Stated problem: Only the lines from the one with "Annotate every bird's head" through the final line should be given again, exactly as they appear, minus the pictures.

Information provided:
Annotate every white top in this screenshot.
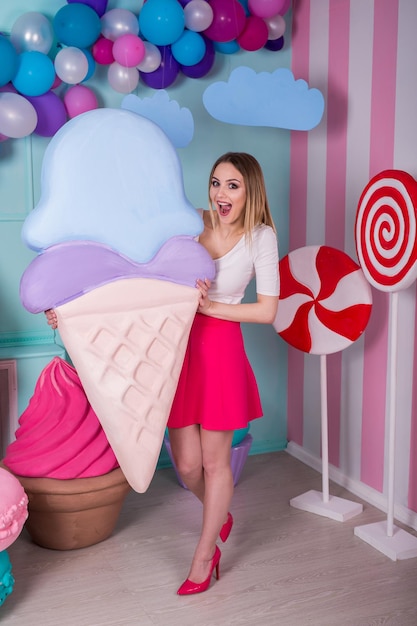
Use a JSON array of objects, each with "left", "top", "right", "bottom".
[{"left": 208, "top": 224, "right": 279, "bottom": 304}]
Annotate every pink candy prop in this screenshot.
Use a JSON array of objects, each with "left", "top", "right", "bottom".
[
  {"left": 274, "top": 246, "right": 372, "bottom": 355},
  {"left": 355, "top": 170, "right": 417, "bottom": 291}
]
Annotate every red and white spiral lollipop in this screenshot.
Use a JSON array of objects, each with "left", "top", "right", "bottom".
[
  {"left": 273, "top": 246, "right": 372, "bottom": 355},
  {"left": 355, "top": 170, "right": 417, "bottom": 291}
]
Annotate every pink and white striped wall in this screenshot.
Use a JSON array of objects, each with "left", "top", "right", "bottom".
[{"left": 288, "top": 0, "right": 417, "bottom": 528}]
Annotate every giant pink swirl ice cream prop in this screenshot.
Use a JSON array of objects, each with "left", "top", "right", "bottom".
[
  {"left": 0, "top": 467, "right": 28, "bottom": 552},
  {"left": 3, "top": 357, "right": 118, "bottom": 480},
  {"left": 20, "top": 109, "right": 214, "bottom": 492}
]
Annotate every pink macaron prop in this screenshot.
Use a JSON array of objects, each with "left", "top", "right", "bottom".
[
  {"left": 0, "top": 467, "right": 28, "bottom": 552},
  {"left": 355, "top": 169, "right": 417, "bottom": 561},
  {"left": 0, "top": 467, "right": 28, "bottom": 607},
  {"left": 273, "top": 246, "right": 372, "bottom": 522}
]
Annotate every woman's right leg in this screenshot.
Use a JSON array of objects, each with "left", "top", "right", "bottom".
[{"left": 168, "top": 424, "right": 205, "bottom": 502}]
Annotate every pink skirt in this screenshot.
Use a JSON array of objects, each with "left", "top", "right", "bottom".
[{"left": 168, "top": 313, "right": 262, "bottom": 430}]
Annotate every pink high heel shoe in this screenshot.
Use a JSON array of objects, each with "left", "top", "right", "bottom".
[
  {"left": 219, "top": 513, "right": 233, "bottom": 543},
  {"left": 177, "top": 546, "right": 221, "bottom": 596}
]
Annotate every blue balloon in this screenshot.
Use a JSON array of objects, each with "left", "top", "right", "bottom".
[
  {"left": 213, "top": 39, "right": 240, "bottom": 54},
  {"left": 138, "top": 0, "right": 185, "bottom": 46},
  {"left": 53, "top": 2, "right": 101, "bottom": 48},
  {"left": 140, "top": 45, "right": 180, "bottom": 89},
  {"left": 171, "top": 30, "right": 206, "bottom": 65},
  {"left": 12, "top": 50, "right": 55, "bottom": 96},
  {"left": 81, "top": 48, "right": 96, "bottom": 83},
  {"left": 181, "top": 37, "right": 216, "bottom": 78},
  {"left": 0, "top": 35, "right": 17, "bottom": 87},
  {"left": 67, "top": 0, "right": 107, "bottom": 17}
]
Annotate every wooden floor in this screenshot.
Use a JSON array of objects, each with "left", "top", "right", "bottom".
[{"left": 0, "top": 452, "right": 417, "bottom": 626}]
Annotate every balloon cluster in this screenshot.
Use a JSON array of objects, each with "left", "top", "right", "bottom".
[{"left": 0, "top": 0, "right": 291, "bottom": 141}]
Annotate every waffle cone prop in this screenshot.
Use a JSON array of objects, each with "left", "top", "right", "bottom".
[{"left": 20, "top": 109, "right": 214, "bottom": 493}]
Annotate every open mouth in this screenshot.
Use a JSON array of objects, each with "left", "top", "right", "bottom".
[{"left": 217, "top": 204, "right": 232, "bottom": 217}]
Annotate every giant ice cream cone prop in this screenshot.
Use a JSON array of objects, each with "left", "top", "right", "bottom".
[{"left": 21, "top": 109, "right": 214, "bottom": 492}]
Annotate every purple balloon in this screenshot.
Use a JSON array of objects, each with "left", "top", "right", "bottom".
[
  {"left": 140, "top": 46, "right": 180, "bottom": 89},
  {"left": 67, "top": 0, "right": 108, "bottom": 17},
  {"left": 180, "top": 37, "right": 216, "bottom": 78},
  {"left": 26, "top": 91, "right": 67, "bottom": 137},
  {"left": 264, "top": 37, "right": 284, "bottom": 52}
]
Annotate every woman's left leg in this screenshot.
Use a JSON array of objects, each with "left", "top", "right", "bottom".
[{"left": 184, "top": 428, "right": 233, "bottom": 583}]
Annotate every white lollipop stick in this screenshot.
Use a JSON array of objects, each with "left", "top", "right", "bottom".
[{"left": 355, "top": 170, "right": 417, "bottom": 561}]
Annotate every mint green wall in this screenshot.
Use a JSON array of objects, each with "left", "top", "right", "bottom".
[{"left": 0, "top": 0, "right": 291, "bottom": 464}]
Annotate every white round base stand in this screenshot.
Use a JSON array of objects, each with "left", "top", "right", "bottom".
[
  {"left": 290, "top": 490, "right": 363, "bottom": 522},
  {"left": 354, "top": 521, "right": 417, "bottom": 561},
  {"left": 290, "top": 354, "right": 363, "bottom": 522},
  {"left": 354, "top": 291, "right": 417, "bottom": 561}
]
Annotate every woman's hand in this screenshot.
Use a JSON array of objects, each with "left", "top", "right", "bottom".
[
  {"left": 45, "top": 309, "right": 58, "bottom": 330},
  {"left": 196, "top": 278, "right": 211, "bottom": 315}
]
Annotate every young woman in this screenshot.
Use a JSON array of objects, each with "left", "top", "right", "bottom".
[
  {"left": 168, "top": 152, "right": 279, "bottom": 595},
  {"left": 46, "top": 152, "right": 279, "bottom": 595}
]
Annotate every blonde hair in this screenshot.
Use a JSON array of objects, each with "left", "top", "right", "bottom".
[{"left": 208, "top": 152, "right": 276, "bottom": 240}]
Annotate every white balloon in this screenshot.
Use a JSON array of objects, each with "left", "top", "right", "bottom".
[
  {"left": 107, "top": 61, "right": 139, "bottom": 93},
  {"left": 0, "top": 92, "right": 38, "bottom": 139},
  {"left": 10, "top": 11, "right": 54, "bottom": 54},
  {"left": 100, "top": 9, "right": 139, "bottom": 41},
  {"left": 184, "top": 0, "right": 213, "bottom": 33},
  {"left": 264, "top": 13, "right": 286, "bottom": 40},
  {"left": 136, "top": 41, "right": 162, "bottom": 73},
  {"left": 54, "top": 46, "right": 88, "bottom": 85}
]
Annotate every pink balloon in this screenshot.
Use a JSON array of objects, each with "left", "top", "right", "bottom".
[
  {"left": 91, "top": 37, "right": 114, "bottom": 65},
  {"left": 265, "top": 13, "right": 286, "bottom": 39},
  {"left": 0, "top": 90, "right": 38, "bottom": 139},
  {"left": 203, "top": 0, "right": 246, "bottom": 43},
  {"left": 107, "top": 61, "right": 139, "bottom": 93},
  {"left": 113, "top": 33, "right": 146, "bottom": 67},
  {"left": 248, "top": 0, "right": 285, "bottom": 17},
  {"left": 279, "top": 0, "right": 291, "bottom": 15},
  {"left": 64, "top": 85, "right": 98, "bottom": 118},
  {"left": 237, "top": 15, "right": 268, "bottom": 52}
]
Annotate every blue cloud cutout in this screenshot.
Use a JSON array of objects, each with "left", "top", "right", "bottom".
[
  {"left": 121, "top": 89, "right": 194, "bottom": 148},
  {"left": 203, "top": 67, "right": 324, "bottom": 130}
]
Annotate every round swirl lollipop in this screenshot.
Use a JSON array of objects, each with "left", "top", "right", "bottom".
[
  {"left": 273, "top": 246, "right": 372, "bottom": 355},
  {"left": 355, "top": 170, "right": 417, "bottom": 291}
]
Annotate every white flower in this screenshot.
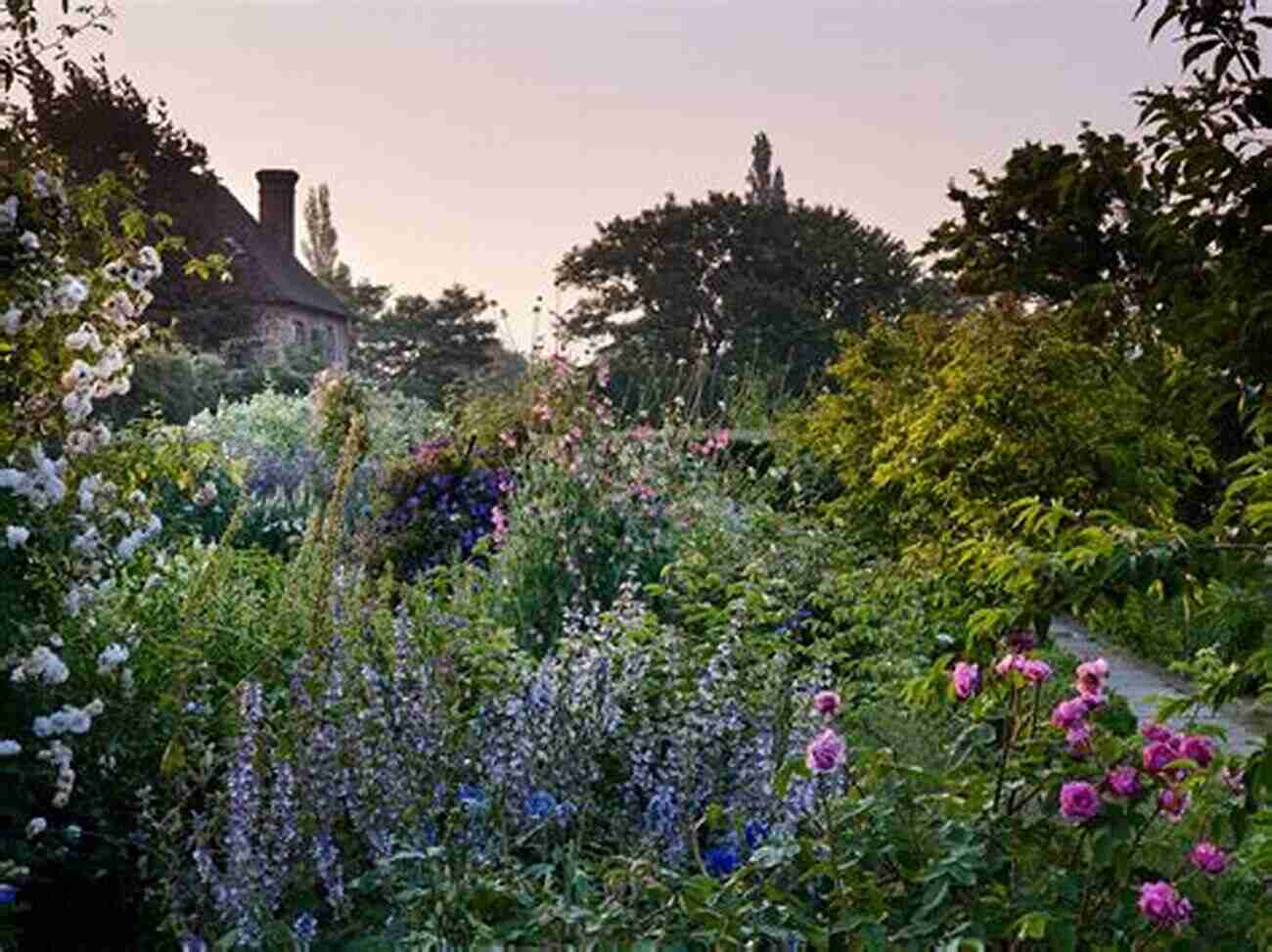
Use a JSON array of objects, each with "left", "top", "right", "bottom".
[
  {"left": 56, "top": 275, "right": 88, "bottom": 314},
  {"left": 97, "top": 642, "right": 128, "bottom": 674}
]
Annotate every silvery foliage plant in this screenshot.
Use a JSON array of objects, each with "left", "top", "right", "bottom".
[{"left": 173, "top": 572, "right": 834, "bottom": 948}]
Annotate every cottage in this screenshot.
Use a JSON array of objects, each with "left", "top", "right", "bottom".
[{"left": 199, "top": 168, "right": 353, "bottom": 367}]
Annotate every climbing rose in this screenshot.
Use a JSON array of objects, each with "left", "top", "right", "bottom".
[
  {"left": 950, "top": 660, "right": 980, "bottom": 702},
  {"left": 1141, "top": 741, "right": 1179, "bottom": 774},
  {"left": 1188, "top": 840, "right": 1228, "bottom": 876},
  {"left": 1065, "top": 724, "right": 1091, "bottom": 757},
  {"left": 804, "top": 728, "right": 847, "bottom": 774},
  {"left": 1179, "top": 735, "right": 1215, "bottom": 767},
  {"left": 1051, "top": 698, "right": 1086, "bottom": 731},
  {"left": 1140, "top": 882, "right": 1192, "bottom": 930},
  {"left": 1104, "top": 765, "right": 1144, "bottom": 796},
  {"left": 813, "top": 691, "right": 843, "bottom": 718},
  {"left": 1077, "top": 658, "right": 1110, "bottom": 698},
  {"left": 1060, "top": 780, "right": 1101, "bottom": 824}
]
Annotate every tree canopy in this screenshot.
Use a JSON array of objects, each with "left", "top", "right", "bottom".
[
  {"left": 556, "top": 132, "right": 921, "bottom": 386},
  {"left": 353, "top": 284, "right": 500, "bottom": 402}
]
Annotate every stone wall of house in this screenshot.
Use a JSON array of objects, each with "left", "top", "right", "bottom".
[{"left": 259, "top": 304, "right": 350, "bottom": 367}]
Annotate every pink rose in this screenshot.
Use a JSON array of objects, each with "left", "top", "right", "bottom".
[{"left": 804, "top": 728, "right": 848, "bottom": 774}]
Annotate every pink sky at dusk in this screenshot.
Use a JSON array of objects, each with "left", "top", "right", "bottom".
[{"left": 84, "top": 0, "right": 1179, "bottom": 348}]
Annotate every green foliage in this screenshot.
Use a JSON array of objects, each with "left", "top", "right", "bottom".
[
  {"left": 786, "top": 304, "right": 1208, "bottom": 555},
  {"left": 355, "top": 284, "right": 499, "bottom": 403},
  {"left": 556, "top": 131, "right": 919, "bottom": 392}
]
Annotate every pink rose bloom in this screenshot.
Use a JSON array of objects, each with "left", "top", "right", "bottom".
[
  {"left": 1077, "top": 658, "right": 1110, "bottom": 697},
  {"left": 1139, "top": 882, "right": 1192, "bottom": 931},
  {"left": 1104, "top": 765, "right": 1144, "bottom": 796},
  {"left": 1060, "top": 780, "right": 1101, "bottom": 824},
  {"left": 1051, "top": 698, "right": 1086, "bottom": 731},
  {"left": 1141, "top": 741, "right": 1179, "bottom": 774},
  {"left": 813, "top": 691, "right": 843, "bottom": 718},
  {"left": 1065, "top": 724, "right": 1091, "bottom": 757},
  {"left": 1021, "top": 658, "right": 1051, "bottom": 685},
  {"left": 1158, "top": 787, "right": 1190, "bottom": 824},
  {"left": 1179, "top": 735, "right": 1215, "bottom": 767},
  {"left": 993, "top": 655, "right": 1024, "bottom": 677},
  {"left": 950, "top": 660, "right": 980, "bottom": 702},
  {"left": 1140, "top": 720, "right": 1174, "bottom": 744},
  {"left": 1188, "top": 840, "right": 1228, "bottom": 876},
  {"left": 804, "top": 728, "right": 848, "bottom": 774}
]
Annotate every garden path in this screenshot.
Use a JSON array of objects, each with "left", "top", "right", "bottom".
[{"left": 1051, "top": 614, "right": 1272, "bottom": 753}]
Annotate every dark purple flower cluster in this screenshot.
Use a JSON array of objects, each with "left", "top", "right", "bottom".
[
  {"left": 377, "top": 456, "right": 513, "bottom": 579},
  {"left": 177, "top": 587, "right": 840, "bottom": 947}
]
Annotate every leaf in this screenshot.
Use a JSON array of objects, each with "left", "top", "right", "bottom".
[
  {"left": 1013, "top": 913, "right": 1051, "bottom": 939},
  {"left": 159, "top": 737, "right": 186, "bottom": 778}
]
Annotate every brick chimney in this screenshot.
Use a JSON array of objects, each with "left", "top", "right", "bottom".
[{"left": 255, "top": 168, "right": 300, "bottom": 257}]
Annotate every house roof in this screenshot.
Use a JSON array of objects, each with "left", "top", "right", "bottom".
[{"left": 198, "top": 185, "right": 353, "bottom": 321}]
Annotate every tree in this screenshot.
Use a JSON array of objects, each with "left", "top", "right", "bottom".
[
  {"left": 355, "top": 284, "right": 500, "bottom": 402},
  {"left": 556, "top": 134, "right": 920, "bottom": 389},
  {"left": 22, "top": 60, "right": 250, "bottom": 348},
  {"left": 300, "top": 182, "right": 393, "bottom": 321}
]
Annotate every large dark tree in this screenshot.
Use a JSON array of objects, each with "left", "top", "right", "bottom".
[
  {"left": 556, "top": 134, "right": 921, "bottom": 388},
  {"left": 26, "top": 60, "right": 250, "bottom": 348},
  {"left": 924, "top": 0, "right": 1272, "bottom": 381},
  {"left": 355, "top": 284, "right": 499, "bottom": 401}
]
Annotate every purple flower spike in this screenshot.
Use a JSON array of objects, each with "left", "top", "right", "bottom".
[{"left": 804, "top": 728, "right": 848, "bottom": 774}]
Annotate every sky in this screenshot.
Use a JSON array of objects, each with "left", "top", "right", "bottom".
[{"left": 64, "top": 0, "right": 1179, "bottom": 350}]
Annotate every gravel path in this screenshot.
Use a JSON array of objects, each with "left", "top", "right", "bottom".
[{"left": 1051, "top": 614, "right": 1272, "bottom": 753}]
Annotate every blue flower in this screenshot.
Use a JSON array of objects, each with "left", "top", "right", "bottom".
[
  {"left": 525, "top": 791, "right": 556, "bottom": 820},
  {"left": 457, "top": 784, "right": 486, "bottom": 812},
  {"left": 703, "top": 843, "right": 741, "bottom": 876},
  {"left": 292, "top": 910, "right": 318, "bottom": 948},
  {"left": 742, "top": 820, "right": 768, "bottom": 849}
]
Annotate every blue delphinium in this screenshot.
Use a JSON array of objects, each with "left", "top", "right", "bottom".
[
  {"left": 525, "top": 791, "right": 557, "bottom": 822},
  {"left": 292, "top": 910, "right": 318, "bottom": 952},
  {"left": 742, "top": 820, "right": 768, "bottom": 849},
  {"left": 455, "top": 784, "right": 486, "bottom": 813},
  {"left": 703, "top": 842, "right": 742, "bottom": 877}
]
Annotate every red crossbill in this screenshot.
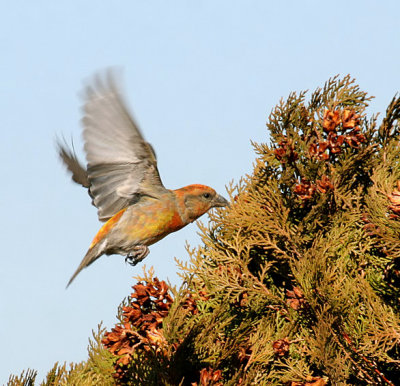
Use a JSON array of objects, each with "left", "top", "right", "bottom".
[{"left": 58, "top": 74, "right": 228, "bottom": 287}]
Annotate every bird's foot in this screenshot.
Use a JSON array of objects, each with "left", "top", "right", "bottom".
[{"left": 125, "top": 244, "right": 150, "bottom": 266}]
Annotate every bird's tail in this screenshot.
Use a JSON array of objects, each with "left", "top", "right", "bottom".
[{"left": 67, "top": 241, "right": 105, "bottom": 288}]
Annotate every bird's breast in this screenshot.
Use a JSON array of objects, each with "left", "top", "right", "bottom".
[{"left": 120, "top": 200, "right": 186, "bottom": 245}]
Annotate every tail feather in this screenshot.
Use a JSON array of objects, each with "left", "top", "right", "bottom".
[{"left": 66, "top": 241, "right": 105, "bottom": 288}]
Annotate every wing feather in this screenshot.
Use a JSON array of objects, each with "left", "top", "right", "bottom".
[{"left": 59, "top": 72, "right": 166, "bottom": 221}]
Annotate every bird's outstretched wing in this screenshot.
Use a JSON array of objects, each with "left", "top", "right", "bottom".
[{"left": 59, "top": 72, "right": 166, "bottom": 221}]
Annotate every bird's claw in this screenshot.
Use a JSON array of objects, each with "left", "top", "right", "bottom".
[{"left": 125, "top": 245, "right": 150, "bottom": 267}]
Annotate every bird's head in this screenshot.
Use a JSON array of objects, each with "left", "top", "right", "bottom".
[{"left": 174, "top": 184, "right": 229, "bottom": 222}]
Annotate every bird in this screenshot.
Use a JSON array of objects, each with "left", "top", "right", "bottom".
[{"left": 57, "top": 71, "right": 229, "bottom": 288}]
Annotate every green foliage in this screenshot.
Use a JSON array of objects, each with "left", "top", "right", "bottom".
[{"left": 9, "top": 76, "right": 400, "bottom": 386}]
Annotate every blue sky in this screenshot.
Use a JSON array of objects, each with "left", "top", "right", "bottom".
[{"left": 0, "top": 0, "right": 400, "bottom": 383}]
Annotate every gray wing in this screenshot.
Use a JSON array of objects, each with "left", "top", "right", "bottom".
[
  {"left": 57, "top": 139, "right": 90, "bottom": 188},
  {"left": 59, "top": 72, "right": 166, "bottom": 221},
  {"left": 82, "top": 72, "right": 165, "bottom": 221}
]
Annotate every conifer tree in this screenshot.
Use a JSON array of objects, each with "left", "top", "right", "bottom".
[{"left": 9, "top": 76, "right": 400, "bottom": 386}]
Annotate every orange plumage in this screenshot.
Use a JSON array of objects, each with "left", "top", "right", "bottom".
[{"left": 59, "top": 74, "right": 228, "bottom": 285}]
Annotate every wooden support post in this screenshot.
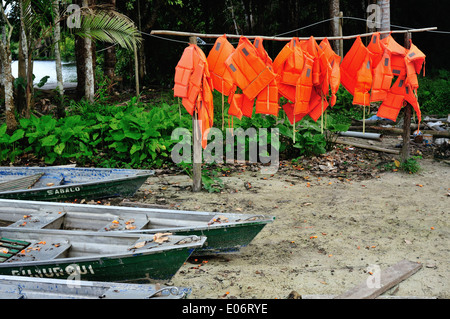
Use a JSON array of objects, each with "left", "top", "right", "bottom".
[
  {"left": 400, "top": 32, "right": 412, "bottom": 162},
  {"left": 339, "top": 11, "right": 344, "bottom": 59},
  {"left": 189, "top": 36, "right": 202, "bottom": 192}
]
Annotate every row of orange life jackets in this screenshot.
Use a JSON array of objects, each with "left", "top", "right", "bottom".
[
  {"left": 174, "top": 33, "right": 425, "bottom": 146},
  {"left": 340, "top": 33, "right": 425, "bottom": 126}
]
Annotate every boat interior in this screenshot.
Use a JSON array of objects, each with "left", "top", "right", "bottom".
[
  {"left": 0, "top": 205, "right": 232, "bottom": 232},
  {"left": 0, "top": 230, "right": 180, "bottom": 267}
]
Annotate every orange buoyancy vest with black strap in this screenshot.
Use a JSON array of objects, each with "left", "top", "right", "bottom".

Response below:
Annotate every bird's head in this screenshot.
Use a JSON array of objects, each with "left", "top", "right", "bottom".
[{"left": 174, "top": 184, "right": 229, "bottom": 222}]
Annotate every bird in this screenshot.
Use a JSON array of objects, each with "left", "top", "right", "bottom".
[{"left": 57, "top": 71, "right": 229, "bottom": 288}]
Annotate every green foliage in this screenshot.
Use a JSON array of objects, each with "left", "top", "right", "bottom".
[{"left": 9, "top": 76, "right": 400, "bottom": 386}]
Annotate every blue sky in this screenshot.
Use a JSON array of objects, each with "left", "top", "right", "bottom".
[{"left": 0, "top": 0, "right": 400, "bottom": 383}]
Annotate every gray wing in this screenshot.
Use a JSON array of objects, each with "left", "top", "right", "bottom".
[
  {"left": 57, "top": 139, "right": 90, "bottom": 188},
  {"left": 59, "top": 72, "right": 166, "bottom": 221},
  {"left": 82, "top": 72, "right": 165, "bottom": 221}
]
Annotate every conifer tree in this screenshot.
Use a JSON array of objects, each with "left", "top", "right", "bottom".
[{"left": 9, "top": 76, "right": 400, "bottom": 386}]
Annotate every orange plumage in this screenshot.
Use a JSON array of objects, each with "left", "top", "right", "bottom".
[{"left": 59, "top": 74, "right": 228, "bottom": 285}]
Annotate every wooden support post in this screenshot.
Use a JSON array of objects, each with "left", "top", "right", "bottom".
[
  {"left": 400, "top": 32, "right": 412, "bottom": 162},
  {"left": 339, "top": 11, "right": 344, "bottom": 59},
  {"left": 189, "top": 36, "right": 202, "bottom": 192}
]
Annotate every row of orange life jackets in this screenshot.
Use a JSON array of objects, each with "left", "top", "right", "bottom".
[
  {"left": 174, "top": 33, "right": 425, "bottom": 146},
  {"left": 340, "top": 33, "right": 425, "bottom": 126}
]
Annotate every boat interior in this screenshot.
Use a JSON array of objects, each with "left", "top", "right", "bottom".
[
  {"left": 0, "top": 205, "right": 232, "bottom": 232},
  {"left": 0, "top": 230, "right": 180, "bottom": 267}
]
Annotate every orange buoyancy vest with black strap in this screenshot.
Use a JSON array of objects, each with "left", "top", "right", "bottom".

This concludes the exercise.